- _Passage provided_:
(begin)
In [2]:
import numpy as np
import pandas as pd

# Metropolis-Hastings MCMC
A simple example: Binary Distribution

In [8]:
# true distribution
# we cant evaluate at any point z
p = [0.35, 0.65]

r = []
z_candidate, z = 0, 0
for _ in range(100000):
    r.append(z)
    # transition probability
    A = np.min([1, p[z_candidate] / p[z]])
    # accept of reject candidate
    if A > np.random.uniform(0, 1):
        # move to the candidate state
        z = z_candidate
    # sample new candidate from the markov chain
    # p = 0.5 because p(z_{t+1} | p_t) = p(z_t | p_{z+1})
(end)
- _Listed records_:
(begin)
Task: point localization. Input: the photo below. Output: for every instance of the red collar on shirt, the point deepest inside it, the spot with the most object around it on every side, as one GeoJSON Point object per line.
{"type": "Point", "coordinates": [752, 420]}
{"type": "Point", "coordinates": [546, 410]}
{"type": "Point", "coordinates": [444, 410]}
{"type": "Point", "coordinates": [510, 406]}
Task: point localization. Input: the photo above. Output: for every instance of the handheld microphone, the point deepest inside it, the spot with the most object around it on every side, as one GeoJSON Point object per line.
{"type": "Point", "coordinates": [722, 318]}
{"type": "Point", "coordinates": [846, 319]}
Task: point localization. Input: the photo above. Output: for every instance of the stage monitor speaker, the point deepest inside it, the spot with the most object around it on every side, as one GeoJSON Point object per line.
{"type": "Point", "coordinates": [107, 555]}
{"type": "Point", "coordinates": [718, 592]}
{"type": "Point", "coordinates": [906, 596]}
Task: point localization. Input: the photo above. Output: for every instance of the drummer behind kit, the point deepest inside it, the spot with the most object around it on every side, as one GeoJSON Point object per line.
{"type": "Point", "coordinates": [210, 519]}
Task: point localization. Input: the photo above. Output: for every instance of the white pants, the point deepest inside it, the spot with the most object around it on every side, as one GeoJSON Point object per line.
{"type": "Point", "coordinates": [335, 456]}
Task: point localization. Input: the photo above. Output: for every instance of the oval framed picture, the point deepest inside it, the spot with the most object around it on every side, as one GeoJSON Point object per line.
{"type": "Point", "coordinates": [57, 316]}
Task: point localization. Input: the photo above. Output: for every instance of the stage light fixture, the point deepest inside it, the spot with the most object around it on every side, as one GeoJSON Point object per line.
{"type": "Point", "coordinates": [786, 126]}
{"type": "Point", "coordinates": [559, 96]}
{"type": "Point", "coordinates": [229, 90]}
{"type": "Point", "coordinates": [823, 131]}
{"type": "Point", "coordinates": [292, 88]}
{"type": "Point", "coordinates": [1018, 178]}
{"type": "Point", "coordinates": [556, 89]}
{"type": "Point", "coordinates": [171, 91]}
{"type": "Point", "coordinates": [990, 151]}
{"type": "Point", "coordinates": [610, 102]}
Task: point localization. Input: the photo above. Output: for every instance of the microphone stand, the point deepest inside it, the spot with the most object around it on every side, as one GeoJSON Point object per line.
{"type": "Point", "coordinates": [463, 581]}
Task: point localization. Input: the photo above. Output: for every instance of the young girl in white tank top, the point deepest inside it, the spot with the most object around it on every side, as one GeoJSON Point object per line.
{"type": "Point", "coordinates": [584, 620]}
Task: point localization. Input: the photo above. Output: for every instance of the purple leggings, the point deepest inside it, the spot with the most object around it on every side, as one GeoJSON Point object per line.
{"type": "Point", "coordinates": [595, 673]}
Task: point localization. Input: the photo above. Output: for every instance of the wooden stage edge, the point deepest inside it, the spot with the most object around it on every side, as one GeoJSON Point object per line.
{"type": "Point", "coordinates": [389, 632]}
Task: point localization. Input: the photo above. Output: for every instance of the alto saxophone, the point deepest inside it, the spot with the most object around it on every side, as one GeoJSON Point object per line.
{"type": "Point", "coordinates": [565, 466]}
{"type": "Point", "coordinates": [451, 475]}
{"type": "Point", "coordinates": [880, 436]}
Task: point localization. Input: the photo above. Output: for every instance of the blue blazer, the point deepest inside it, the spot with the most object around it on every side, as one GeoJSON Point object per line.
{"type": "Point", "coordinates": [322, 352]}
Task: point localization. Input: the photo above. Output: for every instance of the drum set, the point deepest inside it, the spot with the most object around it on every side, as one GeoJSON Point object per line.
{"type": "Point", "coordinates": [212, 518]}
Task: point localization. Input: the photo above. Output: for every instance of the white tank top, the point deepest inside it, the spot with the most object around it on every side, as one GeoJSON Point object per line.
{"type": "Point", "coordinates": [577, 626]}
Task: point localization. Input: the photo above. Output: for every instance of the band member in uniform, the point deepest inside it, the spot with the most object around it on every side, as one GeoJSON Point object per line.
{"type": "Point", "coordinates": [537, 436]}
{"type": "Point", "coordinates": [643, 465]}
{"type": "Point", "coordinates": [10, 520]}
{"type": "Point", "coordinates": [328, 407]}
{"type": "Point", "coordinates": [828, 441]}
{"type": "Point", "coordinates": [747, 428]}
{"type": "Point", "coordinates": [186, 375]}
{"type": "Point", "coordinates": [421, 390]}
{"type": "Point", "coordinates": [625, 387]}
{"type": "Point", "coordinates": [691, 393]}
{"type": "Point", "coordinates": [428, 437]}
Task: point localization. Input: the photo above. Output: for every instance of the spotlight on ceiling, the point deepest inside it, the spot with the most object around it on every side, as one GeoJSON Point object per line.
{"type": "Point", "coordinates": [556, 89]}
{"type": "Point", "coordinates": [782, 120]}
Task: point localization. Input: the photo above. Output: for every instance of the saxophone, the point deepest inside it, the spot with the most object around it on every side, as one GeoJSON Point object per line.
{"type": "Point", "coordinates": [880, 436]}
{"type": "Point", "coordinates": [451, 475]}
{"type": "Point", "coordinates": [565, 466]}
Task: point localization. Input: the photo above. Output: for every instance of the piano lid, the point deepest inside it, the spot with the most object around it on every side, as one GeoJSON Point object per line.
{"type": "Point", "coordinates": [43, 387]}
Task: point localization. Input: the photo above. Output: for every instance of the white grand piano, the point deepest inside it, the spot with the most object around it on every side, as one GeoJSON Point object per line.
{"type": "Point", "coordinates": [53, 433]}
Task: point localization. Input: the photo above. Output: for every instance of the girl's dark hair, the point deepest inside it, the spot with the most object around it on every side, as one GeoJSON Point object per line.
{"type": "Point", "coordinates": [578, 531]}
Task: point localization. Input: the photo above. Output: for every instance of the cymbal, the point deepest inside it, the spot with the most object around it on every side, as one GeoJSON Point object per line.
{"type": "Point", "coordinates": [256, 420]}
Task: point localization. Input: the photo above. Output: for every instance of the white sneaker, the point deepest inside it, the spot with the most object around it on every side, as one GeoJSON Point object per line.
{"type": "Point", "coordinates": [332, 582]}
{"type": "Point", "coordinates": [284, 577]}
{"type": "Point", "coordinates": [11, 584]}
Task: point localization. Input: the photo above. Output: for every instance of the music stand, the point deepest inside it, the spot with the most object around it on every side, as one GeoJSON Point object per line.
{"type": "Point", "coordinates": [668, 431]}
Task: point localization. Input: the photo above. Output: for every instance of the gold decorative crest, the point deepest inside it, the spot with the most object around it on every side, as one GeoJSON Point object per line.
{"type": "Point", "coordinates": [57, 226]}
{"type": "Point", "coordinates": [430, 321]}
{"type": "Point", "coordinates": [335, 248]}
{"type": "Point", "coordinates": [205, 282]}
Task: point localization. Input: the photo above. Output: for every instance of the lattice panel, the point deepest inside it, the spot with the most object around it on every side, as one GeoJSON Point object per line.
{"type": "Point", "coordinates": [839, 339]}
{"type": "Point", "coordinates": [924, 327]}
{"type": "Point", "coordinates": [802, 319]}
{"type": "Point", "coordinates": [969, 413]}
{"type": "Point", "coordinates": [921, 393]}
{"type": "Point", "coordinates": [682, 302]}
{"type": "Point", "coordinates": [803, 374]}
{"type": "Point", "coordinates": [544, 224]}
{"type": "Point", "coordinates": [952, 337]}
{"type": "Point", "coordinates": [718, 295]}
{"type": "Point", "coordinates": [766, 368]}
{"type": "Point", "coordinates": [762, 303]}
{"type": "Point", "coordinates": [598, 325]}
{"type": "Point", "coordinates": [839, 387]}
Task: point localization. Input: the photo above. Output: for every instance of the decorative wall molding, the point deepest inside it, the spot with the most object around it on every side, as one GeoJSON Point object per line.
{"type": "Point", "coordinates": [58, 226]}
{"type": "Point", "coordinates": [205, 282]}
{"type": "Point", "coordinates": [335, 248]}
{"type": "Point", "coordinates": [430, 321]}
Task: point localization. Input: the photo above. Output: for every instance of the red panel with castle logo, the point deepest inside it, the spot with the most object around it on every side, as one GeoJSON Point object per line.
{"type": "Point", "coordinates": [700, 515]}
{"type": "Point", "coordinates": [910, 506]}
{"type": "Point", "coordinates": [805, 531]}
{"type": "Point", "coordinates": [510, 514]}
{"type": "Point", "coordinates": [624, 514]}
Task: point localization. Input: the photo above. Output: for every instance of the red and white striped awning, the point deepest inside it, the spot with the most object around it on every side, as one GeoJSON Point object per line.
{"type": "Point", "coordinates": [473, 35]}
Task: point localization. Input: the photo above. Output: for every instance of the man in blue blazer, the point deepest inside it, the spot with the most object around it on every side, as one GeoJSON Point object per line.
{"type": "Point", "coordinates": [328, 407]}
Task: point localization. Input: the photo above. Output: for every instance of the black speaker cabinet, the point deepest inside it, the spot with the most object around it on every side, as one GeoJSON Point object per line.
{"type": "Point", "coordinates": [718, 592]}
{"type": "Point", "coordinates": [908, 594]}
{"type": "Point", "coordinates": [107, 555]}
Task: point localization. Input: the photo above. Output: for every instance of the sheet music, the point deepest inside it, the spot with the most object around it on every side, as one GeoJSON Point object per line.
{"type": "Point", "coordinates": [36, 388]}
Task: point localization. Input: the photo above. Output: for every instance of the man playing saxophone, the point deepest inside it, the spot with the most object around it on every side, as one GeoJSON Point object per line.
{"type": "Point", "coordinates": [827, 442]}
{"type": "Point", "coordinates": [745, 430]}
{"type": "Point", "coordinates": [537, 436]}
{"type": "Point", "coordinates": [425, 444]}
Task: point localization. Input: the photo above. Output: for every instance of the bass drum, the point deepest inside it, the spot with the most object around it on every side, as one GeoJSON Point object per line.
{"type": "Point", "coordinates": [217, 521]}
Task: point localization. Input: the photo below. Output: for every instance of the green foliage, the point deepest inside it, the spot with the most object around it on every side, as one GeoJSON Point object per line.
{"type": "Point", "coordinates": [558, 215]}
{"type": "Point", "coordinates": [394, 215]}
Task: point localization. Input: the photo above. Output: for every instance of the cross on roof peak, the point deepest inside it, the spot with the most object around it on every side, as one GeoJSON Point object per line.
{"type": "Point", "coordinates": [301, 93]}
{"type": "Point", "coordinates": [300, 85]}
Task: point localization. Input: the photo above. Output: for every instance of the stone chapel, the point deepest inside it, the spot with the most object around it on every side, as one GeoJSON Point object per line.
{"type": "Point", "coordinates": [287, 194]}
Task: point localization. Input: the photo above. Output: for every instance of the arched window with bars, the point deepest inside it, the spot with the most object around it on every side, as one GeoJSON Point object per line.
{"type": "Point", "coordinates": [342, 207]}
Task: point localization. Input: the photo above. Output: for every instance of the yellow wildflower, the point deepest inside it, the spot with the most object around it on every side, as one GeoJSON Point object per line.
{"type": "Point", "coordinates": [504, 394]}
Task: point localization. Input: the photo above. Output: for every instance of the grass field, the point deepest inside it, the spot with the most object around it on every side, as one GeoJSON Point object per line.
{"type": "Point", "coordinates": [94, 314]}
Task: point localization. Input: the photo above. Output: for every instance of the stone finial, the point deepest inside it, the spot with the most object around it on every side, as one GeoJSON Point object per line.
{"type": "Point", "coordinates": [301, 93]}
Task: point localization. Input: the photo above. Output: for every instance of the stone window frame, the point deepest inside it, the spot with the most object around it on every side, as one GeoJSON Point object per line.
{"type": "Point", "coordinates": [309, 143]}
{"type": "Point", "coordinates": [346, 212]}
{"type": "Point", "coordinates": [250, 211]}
(end)
- _Tasks to complete_:
- A) Reproduce the entire Metropolis-Hastings notebook word for word.
- B) Select every line of the listing that contains the word "below" and copy each of those lines out unchanged.
The Metropolis-Hastings notebook and the listing are unrelated to each other.

- _Solutions_:
- A)
In [2]:
import numpy as np
import pandas as pd

# Metropolis-Hastings MCMC
A simple example: Binary Distribution

In [8]:
# true distribution
# we cant evaluate at any point z
p = [0.35, 0.65]

r = []
z_candidate, z = 0, 0
for _ in range(100000):
    r.append(z)
    # transition probability
    A = np.min([1, p[z_candidate] / p[z]])
    # accept of reject candidate
    if A > np.random.uniform(0, 1):
        # move to the candidate state
        z = z_candidate
    # sample new candidate from the markov chain
    # p = 0.5 because p(z_{t+1} | p_t) = p(z_t | p_{z+1})

- B)
Task: point localization. Input: the photo below. Output: for every instance of the red collar on shirt, the point deepest inside it, the spot with the most object around it on every side, as one GeoJSON Point object per line.
Task: point localization. Input: the photo below. Output: for every instance of the green foliage, the point deepest inside it, the spot with the most object around it on every side, as one GeoJSON Point object per line.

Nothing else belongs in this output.